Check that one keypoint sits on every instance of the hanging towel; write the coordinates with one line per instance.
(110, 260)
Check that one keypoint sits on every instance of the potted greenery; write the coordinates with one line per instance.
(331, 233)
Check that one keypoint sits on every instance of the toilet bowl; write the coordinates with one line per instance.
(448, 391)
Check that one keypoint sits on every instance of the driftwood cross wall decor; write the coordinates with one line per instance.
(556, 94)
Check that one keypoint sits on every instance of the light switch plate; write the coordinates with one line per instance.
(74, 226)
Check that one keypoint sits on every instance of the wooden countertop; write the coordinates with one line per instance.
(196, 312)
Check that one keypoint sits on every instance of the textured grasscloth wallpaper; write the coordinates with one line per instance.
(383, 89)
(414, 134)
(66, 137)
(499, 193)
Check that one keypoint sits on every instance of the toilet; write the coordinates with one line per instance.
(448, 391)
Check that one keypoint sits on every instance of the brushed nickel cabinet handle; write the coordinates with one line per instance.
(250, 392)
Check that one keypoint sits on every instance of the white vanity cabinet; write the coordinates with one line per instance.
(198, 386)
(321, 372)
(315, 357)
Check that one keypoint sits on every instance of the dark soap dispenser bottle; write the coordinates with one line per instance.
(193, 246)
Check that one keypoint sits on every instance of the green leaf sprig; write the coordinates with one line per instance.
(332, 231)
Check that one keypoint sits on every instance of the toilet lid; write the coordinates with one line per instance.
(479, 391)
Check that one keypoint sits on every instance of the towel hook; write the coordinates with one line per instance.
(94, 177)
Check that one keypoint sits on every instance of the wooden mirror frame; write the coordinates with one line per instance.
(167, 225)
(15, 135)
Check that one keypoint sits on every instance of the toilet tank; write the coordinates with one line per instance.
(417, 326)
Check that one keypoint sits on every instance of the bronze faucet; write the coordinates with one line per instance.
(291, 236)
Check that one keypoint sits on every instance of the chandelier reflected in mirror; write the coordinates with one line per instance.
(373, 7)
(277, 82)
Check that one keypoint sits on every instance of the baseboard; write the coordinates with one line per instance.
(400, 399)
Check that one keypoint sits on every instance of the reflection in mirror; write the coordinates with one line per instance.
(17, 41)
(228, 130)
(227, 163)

◇ ◇ ◇ ◇ ◇ ◇ ◇

Reproduce verbatim the lines of the material above, starting with the line that contains "Check that one keypoint sits on every instance of the chandelier" and continuing through the last line of the material, both included.

Check that one keypoint sits on every instance of the chandelier reflected in mirror; write the coordinates with one line per instance.
(373, 7)
(277, 82)
Check that one keypoint sits on every instance of the baseboard; write the coordinates with one line per instance.
(400, 399)
Check that one keypoint sits on every instance of the reflection in mirror; write the coordinates with one line per instance.
(17, 41)
(228, 130)
(227, 163)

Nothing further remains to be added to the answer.